# Goal
Starting at the line containing "If you could segment every instance of the man's" and ending at the end of the records, reproduce those lines in full, shifting every polygon corner coordinate in the answers by adding 73.

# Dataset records
⁂
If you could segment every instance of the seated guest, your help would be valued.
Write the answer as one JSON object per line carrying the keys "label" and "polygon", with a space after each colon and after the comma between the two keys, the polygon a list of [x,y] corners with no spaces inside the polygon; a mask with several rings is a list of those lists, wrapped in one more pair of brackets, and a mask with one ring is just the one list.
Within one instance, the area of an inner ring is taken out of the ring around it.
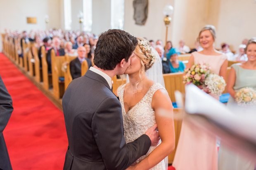
{"label": "seated guest", "polygon": [[[156,46],[156,50],[160,56],[162,56],[164,52],[164,48],[160,45]],[[163,74],[171,73],[170,67],[170,60],[167,60],[166,57],[164,57],[162,59],[162,66],[163,66]]]}
{"label": "seated guest", "polygon": [[21,49],[22,48],[22,40],[25,39],[25,42],[26,44],[27,44],[29,41],[28,39],[28,37],[27,35],[27,32],[26,31],[24,31],[22,32],[22,38],[21,39]]}
{"label": "seated guest", "polygon": [[229,49],[229,46],[225,43],[221,44],[221,50],[220,51],[224,53],[228,57],[228,60],[231,61],[233,58],[234,54]]}
{"label": "seated guest", "polygon": [[178,50],[182,54],[188,53],[190,51],[190,48],[185,45],[185,41],[182,39],[180,41],[180,46]]}
{"label": "seated guest", "polygon": [[186,65],[182,61],[178,60],[178,55],[180,54],[177,48],[171,48],[166,54],[167,59],[170,59],[170,67],[172,73],[184,72],[186,68]]}
{"label": "seated guest", "polygon": [[76,41],[75,40],[75,38],[73,37],[71,37],[70,39],[70,42],[72,43],[72,46],[76,44]]}
{"label": "seated guest", "polygon": [[84,45],[85,44],[88,44],[88,36],[87,36],[87,35],[85,34],[83,36],[83,43]]}
{"label": "seated guest", "polygon": [[91,46],[90,44],[86,44],[83,46],[85,48],[85,58],[90,60],[91,61],[93,60],[91,52]]}
{"label": "seated guest", "polygon": [[244,54],[244,48],[246,48],[246,45],[241,44],[239,47],[239,52],[235,54],[231,59],[232,60],[240,62],[247,61],[248,58],[246,54]]}
{"label": "seated guest", "polygon": [[72,43],[70,41],[66,42],[65,43],[65,53],[69,56],[75,57],[78,55],[77,50],[72,49]]}
{"label": "seated guest", "polygon": [[152,40],[149,41],[149,43],[150,43],[150,45],[153,48],[155,48],[155,42]]}
{"label": "seated guest", "polygon": [[40,47],[40,48],[38,50],[38,58],[39,58],[39,61],[40,61],[40,67],[42,67],[42,55],[41,55],[42,47],[43,46],[44,46],[45,48],[45,53],[47,53],[48,52],[48,50],[49,50],[49,49],[48,49],[49,46],[50,46],[50,45],[49,43],[49,39],[48,38],[48,37],[45,38],[43,40],[43,46]]}
{"label": "seated guest", "polygon": [[59,48],[65,49],[64,45],[65,45],[65,41],[64,39],[61,39],[60,44],[59,44]]}
{"label": "seated guest", "polygon": [[188,52],[188,53],[192,53],[195,51],[199,52],[202,51],[204,50],[204,48],[203,48],[202,47],[201,47],[201,45],[200,45],[200,43],[197,41],[196,41],[194,42],[194,46],[195,48],[192,49],[190,51]]}
{"label": "seated guest", "polygon": [[94,39],[93,38],[90,38],[90,39],[89,39],[89,44],[90,44],[90,46],[91,47],[91,53],[92,54],[94,54],[94,50],[95,48],[94,48]]}
{"label": "seated guest", "polygon": [[48,51],[47,53],[47,63],[48,64],[48,72],[52,73],[52,62],[51,60],[51,51],[53,49],[56,56],[65,55],[65,51],[63,48],[60,48],[59,45],[60,40],[58,38],[55,37],[52,39],[52,48]]}
{"label": "seated guest", "polygon": [[165,46],[165,52],[168,53],[170,50],[173,48],[173,44],[170,41],[168,41]]}
{"label": "seated guest", "polygon": [[32,42],[35,41],[35,39],[32,38],[31,34],[28,34],[28,41]]}
{"label": "seated guest", "polygon": [[92,67],[91,60],[85,58],[86,51],[84,47],[78,47],[77,48],[78,57],[70,62],[70,73],[73,79],[81,77],[81,65],[85,60],[87,61],[88,69]]}
{"label": "seated guest", "polygon": [[81,35],[77,37],[76,39],[76,43],[73,45],[73,49],[77,49],[79,47],[83,46],[83,37]]}
{"label": "seated guest", "polygon": [[164,46],[164,45],[163,45],[163,41],[161,39],[159,39],[156,41],[156,45],[160,45],[162,46]]}
{"label": "seated guest", "polygon": [[243,40],[243,41],[242,42],[242,44],[245,45],[246,46],[247,45],[247,44],[248,43],[249,41],[249,40],[248,40],[248,39],[245,39]]}

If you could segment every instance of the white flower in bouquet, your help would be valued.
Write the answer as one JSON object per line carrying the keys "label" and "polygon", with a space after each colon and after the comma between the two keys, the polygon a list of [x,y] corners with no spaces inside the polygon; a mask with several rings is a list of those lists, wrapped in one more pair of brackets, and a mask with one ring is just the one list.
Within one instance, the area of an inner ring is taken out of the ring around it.
{"label": "white flower in bouquet", "polygon": [[220,96],[225,90],[226,82],[222,76],[216,74],[210,74],[204,81],[204,86],[212,94]]}
{"label": "white flower in bouquet", "polygon": [[238,106],[251,106],[256,105],[256,91],[251,87],[241,89],[235,94]]}

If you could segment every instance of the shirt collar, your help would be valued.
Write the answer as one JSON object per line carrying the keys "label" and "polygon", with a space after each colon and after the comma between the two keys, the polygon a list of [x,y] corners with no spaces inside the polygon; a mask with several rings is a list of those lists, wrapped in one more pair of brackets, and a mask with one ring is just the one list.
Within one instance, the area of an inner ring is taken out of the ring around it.
{"label": "shirt collar", "polygon": [[79,60],[79,61],[80,61],[80,62],[81,62],[81,63],[82,63],[83,62],[83,61],[84,61],[84,60],[85,60],[85,57],[83,57],[83,58],[80,58],[80,57],[77,57],[78,58],[78,60]]}
{"label": "shirt collar", "polygon": [[91,67],[90,68],[90,70],[94,72],[97,73],[98,74],[100,75],[100,76],[103,77],[104,78],[106,79],[107,82],[110,89],[112,88],[112,80],[111,78],[109,77],[107,74],[105,73],[103,73],[102,71],[101,71],[100,70],[97,69],[95,69],[94,67]]}

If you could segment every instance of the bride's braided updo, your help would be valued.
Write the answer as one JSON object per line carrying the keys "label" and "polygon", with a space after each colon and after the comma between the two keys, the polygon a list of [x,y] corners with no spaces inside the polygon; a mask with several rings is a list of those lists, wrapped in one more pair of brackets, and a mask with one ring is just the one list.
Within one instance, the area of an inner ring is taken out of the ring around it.
{"label": "bride's braided updo", "polygon": [[140,59],[142,71],[146,71],[152,67],[155,60],[156,55],[152,51],[150,43],[143,38],[137,38],[138,45],[134,53]]}

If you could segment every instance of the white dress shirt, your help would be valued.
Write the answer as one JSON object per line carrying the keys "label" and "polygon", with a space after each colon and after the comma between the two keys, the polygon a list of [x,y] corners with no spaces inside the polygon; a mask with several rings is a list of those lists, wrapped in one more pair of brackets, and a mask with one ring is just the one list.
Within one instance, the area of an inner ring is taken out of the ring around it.
{"label": "white dress shirt", "polygon": [[109,77],[107,74],[105,73],[103,73],[103,72],[102,72],[100,70],[97,69],[92,67],[91,67],[90,68],[90,70],[92,71],[93,71],[94,72],[98,74],[100,74],[100,76],[103,77],[103,78],[105,78],[107,80],[107,82],[108,84],[109,85],[109,87],[110,87],[110,89],[112,88],[112,80],[111,79],[111,78]]}

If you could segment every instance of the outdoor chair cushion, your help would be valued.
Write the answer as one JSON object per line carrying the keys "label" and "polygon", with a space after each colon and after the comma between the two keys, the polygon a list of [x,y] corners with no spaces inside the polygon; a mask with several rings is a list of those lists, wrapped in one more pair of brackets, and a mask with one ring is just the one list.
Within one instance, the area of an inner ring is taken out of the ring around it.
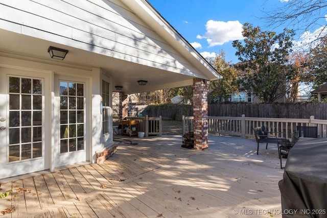
{"label": "outdoor chair cushion", "polygon": [[283,138],[278,138],[277,136],[274,135],[269,135],[266,130],[266,128],[263,126],[262,127],[254,128],[253,131],[254,132],[254,135],[255,135],[255,140],[258,143],[256,151],[257,155],[259,154],[260,143],[266,143],[266,149],[267,149],[268,147],[268,143],[276,143],[277,144],[277,148],[278,151],[279,155],[279,144],[282,141]]}

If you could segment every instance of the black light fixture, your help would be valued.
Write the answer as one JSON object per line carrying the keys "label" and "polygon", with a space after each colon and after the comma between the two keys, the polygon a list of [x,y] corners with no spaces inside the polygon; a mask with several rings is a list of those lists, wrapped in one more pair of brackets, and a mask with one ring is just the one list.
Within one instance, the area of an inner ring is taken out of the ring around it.
{"label": "black light fixture", "polygon": [[145,86],[147,85],[148,81],[146,81],[145,80],[139,80],[137,82],[138,83],[138,85],[140,86]]}
{"label": "black light fixture", "polygon": [[65,57],[66,57],[67,53],[68,53],[68,50],[51,46],[48,49],[48,52],[50,54],[51,58],[63,60]]}

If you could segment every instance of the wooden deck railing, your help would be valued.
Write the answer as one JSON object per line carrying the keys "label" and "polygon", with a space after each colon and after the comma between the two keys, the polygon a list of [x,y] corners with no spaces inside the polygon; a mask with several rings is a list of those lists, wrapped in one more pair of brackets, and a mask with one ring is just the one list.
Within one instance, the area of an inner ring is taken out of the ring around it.
{"label": "wooden deck railing", "polygon": [[[182,134],[193,131],[193,116],[183,116]],[[291,138],[292,133],[297,126],[316,126],[318,137],[327,137],[327,120],[310,119],[241,117],[208,117],[208,131],[209,133],[239,136],[243,138],[254,137],[253,128],[264,126],[267,132],[274,132],[278,137]]]}
{"label": "wooden deck railing", "polygon": [[[144,136],[148,137],[151,135],[162,135],[162,120],[161,116],[159,117],[149,117],[149,116],[142,117],[127,116],[125,119],[128,120],[138,120],[139,122],[139,129],[138,132],[144,132]],[[120,124],[118,118],[113,119],[113,126],[118,126]]]}

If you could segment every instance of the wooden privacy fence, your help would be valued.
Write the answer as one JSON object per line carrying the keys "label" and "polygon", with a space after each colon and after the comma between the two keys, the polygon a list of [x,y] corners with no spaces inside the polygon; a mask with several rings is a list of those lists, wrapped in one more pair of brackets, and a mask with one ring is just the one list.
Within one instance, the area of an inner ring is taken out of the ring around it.
{"label": "wooden privacy fence", "polygon": [[[151,135],[162,134],[161,116],[159,117],[149,117],[149,116],[137,117],[127,116],[124,119],[127,120],[138,120],[139,122],[138,132],[144,132],[144,135],[148,137]],[[121,124],[119,118],[113,118],[113,126],[119,126]]]}
{"label": "wooden privacy fence", "polygon": [[[183,116],[182,131],[184,133],[193,131],[193,116]],[[297,127],[317,127],[318,137],[327,137],[327,120],[316,119],[314,116],[309,119],[277,118],[208,116],[208,131],[209,133],[218,133],[241,136],[254,137],[253,128],[264,126],[267,132],[274,132],[278,137],[291,138]]]}

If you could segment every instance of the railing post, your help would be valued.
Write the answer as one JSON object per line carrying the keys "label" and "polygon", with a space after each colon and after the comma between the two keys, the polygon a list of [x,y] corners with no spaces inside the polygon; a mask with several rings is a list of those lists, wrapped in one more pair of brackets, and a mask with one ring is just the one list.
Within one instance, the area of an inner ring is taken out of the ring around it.
{"label": "railing post", "polygon": [[241,135],[242,138],[245,138],[245,115],[242,114],[241,118]]}
{"label": "railing post", "polygon": [[145,137],[149,137],[149,115],[145,115]]}
{"label": "railing post", "polygon": [[160,116],[159,116],[159,135],[160,136],[161,136],[162,134],[162,128],[161,128],[161,125],[162,125],[162,122],[161,122],[161,115],[160,115]]}

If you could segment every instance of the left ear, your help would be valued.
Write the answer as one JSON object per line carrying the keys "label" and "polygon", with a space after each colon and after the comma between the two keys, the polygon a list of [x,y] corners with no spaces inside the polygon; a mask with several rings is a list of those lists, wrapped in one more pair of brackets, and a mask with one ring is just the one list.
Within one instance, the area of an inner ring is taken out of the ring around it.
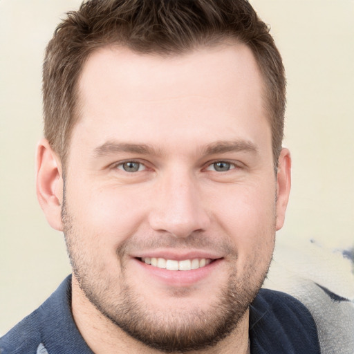
{"label": "left ear", "polygon": [[283,148],[278,160],[277,174],[277,223],[276,230],[284,224],[285,212],[291,187],[291,158],[288,149]]}

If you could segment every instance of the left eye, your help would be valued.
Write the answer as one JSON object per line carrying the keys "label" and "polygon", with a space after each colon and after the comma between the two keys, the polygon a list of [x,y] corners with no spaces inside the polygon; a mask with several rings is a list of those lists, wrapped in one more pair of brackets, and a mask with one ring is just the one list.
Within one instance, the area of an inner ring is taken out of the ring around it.
{"label": "left eye", "polygon": [[127,162],[120,163],[117,165],[118,169],[122,169],[126,172],[138,172],[145,169],[145,166],[140,162],[135,161],[127,161]]}
{"label": "left eye", "polygon": [[216,171],[216,172],[226,172],[234,169],[235,165],[233,163],[227,161],[218,161],[209,165],[207,167],[209,171]]}

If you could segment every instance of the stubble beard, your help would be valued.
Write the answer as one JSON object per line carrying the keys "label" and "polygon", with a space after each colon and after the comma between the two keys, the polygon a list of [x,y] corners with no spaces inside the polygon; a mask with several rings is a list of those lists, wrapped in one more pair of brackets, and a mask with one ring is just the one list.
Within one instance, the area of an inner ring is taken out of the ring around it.
{"label": "stubble beard", "polygon": [[[181,309],[176,306],[178,310],[166,313],[163,308],[149,308],[144,297],[129,286],[124,259],[120,257],[124,254],[122,250],[117,251],[121,265],[119,279],[108,279],[97,272],[100,268],[90,261],[90,257],[80,248],[80,243],[76,239],[77,233],[68,212],[65,194],[62,216],[73,274],[86,298],[106,318],[129,335],[162,353],[206,350],[225,339],[237,328],[245,315],[263,284],[270,263],[270,259],[268,267],[260,273],[257,266],[250,263],[243,270],[242,279],[239,277],[236,268],[233,269],[225,286],[220,289],[218,301],[207,310],[198,307]],[[256,279],[255,274],[258,274]],[[117,280],[120,288],[119,293],[115,283]],[[178,296],[176,301],[178,304]]]}

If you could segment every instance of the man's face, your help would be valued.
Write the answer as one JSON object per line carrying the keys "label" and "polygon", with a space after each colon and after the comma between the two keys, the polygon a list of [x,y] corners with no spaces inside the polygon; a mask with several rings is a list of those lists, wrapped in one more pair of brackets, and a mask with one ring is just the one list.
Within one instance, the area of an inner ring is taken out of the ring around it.
{"label": "man's face", "polygon": [[66,239],[87,299],[147,345],[215,344],[264,279],[282,221],[262,84],[241,44],[84,66]]}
⁂
# Output of the exercise
If you could segment every instance of the man's face, your help would be valued.
Write the answer as one JSON object per line carrying the keys "label" and "polygon", with a space after each colon and after the comma between the two keys, the polygon a list of [x,y] corners with no spaces inside the polygon; a mask with several rings is a list of those lists, wrapped in one more pair of brackets, and a mask with one ring is just the one list.
Within one instance, the area of an inner ring is taken out of the ring around it.
{"label": "man's face", "polygon": [[139,312],[160,372],[220,418],[288,417],[337,352],[355,294],[335,157],[314,117],[157,139]]}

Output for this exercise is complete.